**Article:**

-- Begin --

Muhammad Abu Khdeir was murdered, and with him the illusions of the Israeli Right

Using the illusion of a united Jerusalem, the Israeli Right was able, for a time, to conceal from the world the victims of that illusion: the 310,000 East Jerusalemites who are condemned to poverty and displacement.

Minutes after the murder of Muhammad Abu Khdeir became known, the Green Line within Jerusalem’s municipal borders returned to life.

This line had vanished on all official Israeli maps, but it again emerged as a living reality when masses of young Palestinians flooded the streets and clashed with Israel’s security forces, who closed off East Jerusalem as if it were any other occupied Palestinian city.

Until these riots, the Israeli rightwing had nurtured the illusion that an iron fist, along with the “separation barrier,” had brought the country to the best possible situation, nullifying any need for a peace agreement (not to mention evacuation of West Bank settlements). No, all that was needed was to keep the status quo.

-- End --

**Exercise goal:** Reproduce word for word the part of the article on Muhammad Abu Khdeir's murder that runs from "Using the illusion" up to and including "returned to life.".

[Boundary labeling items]
-- Begin --

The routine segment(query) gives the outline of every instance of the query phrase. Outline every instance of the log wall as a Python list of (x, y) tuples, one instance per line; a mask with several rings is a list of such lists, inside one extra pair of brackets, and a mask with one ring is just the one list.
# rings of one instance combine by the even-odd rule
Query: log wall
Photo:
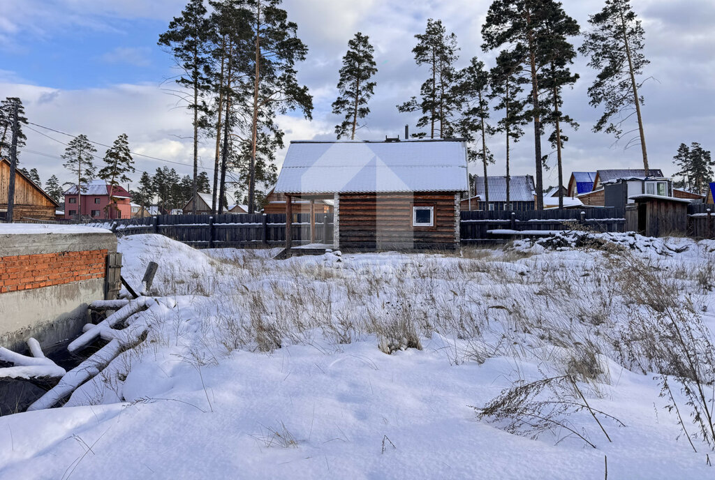
[[(340, 194), (341, 249), (454, 249), (453, 193)], [(434, 207), (434, 226), (413, 226), (413, 206)]]

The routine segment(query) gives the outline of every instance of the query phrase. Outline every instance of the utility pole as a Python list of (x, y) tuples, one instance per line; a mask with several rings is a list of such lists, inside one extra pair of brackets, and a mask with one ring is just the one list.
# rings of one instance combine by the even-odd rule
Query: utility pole
[(12, 223), (15, 206), (15, 171), (17, 170), (17, 103), (12, 112), (12, 146), (10, 149), (10, 184), (7, 189), (7, 214), (5, 221)]

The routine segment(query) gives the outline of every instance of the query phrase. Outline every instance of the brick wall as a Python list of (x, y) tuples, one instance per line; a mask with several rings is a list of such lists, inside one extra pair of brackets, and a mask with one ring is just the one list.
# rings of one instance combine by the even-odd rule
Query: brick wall
[(0, 294), (104, 278), (107, 250), (0, 256)]

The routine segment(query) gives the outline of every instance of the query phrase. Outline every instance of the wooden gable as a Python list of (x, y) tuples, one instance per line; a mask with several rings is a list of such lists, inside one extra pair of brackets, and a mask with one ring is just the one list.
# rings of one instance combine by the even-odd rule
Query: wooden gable
[[(25, 176), (19, 169), (15, 175), (15, 205), (32, 205), (56, 209), (59, 204), (45, 193), (44, 190)], [(0, 160), (0, 205), (7, 205), (7, 194), (10, 189), (10, 162)]]

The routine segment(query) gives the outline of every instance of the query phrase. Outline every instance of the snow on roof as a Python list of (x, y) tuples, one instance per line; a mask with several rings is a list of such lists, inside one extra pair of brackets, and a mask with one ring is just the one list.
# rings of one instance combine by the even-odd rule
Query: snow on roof
[(461, 140), (292, 141), (276, 193), (466, 191)]
[[(578, 198), (572, 199), (570, 196), (566, 196), (566, 195), (563, 196), (563, 206), (581, 206), (583, 204), (583, 202)], [(549, 206), (558, 206), (558, 197), (544, 195), (543, 206), (544, 208)]]
[(684, 204), (689, 204), (692, 201), (692, 199), (679, 199), (675, 196), (666, 196), (664, 195), (649, 195), (648, 194), (643, 194), (641, 195), (633, 195), (633, 196), (628, 197), (629, 200), (648, 200), (649, 199), (653, 199), (655, 200), (668, 200), (669, 201), (680, 201)]
[(598, 180), (601, 183), (611, 180), (618, 180), (619, 179), (645, 178), (646, 176), (656, 176), (663, 178), (663, 172), (659, 169), (649, 169), (648, 175), (646, 175), (644, 169), (621, 169), (615, 170), (598, 170)]
[[(506, 201), (506, 176), (488, 176), (487, 186), (489, 187), (489, 201)], [(474, 186), (477, 196), (484, 198), (484, 177), (475, 177)], [(513, 175), (510, 177), (510, 201), (533, 201), (536, 194), (534, 179), (531, 175)]]
[[(64, 191), (63, 195), (77, 195), (77, 186), (72, 185)], [(83, 184), (82, 195), (109, 195), (109, 185), (104, 180), (94, 179)], [(115, 185), (112, 189), (112, 196), (117, 199), (129, 199), (131, 195), (121, 185)]]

-- End --

**Written answer:**
Using the illusion of a united Jerusalem, the Israeli Right was able, for a time, to conceal from the world the victims of that illusion: the 310,000 East Jerusalemites who are condemned to poverty and displacement.

Minutes after the murder of Muhammad Abu Khdeir became known, the Green Line within Jerusalem’s municipal borders returned to life.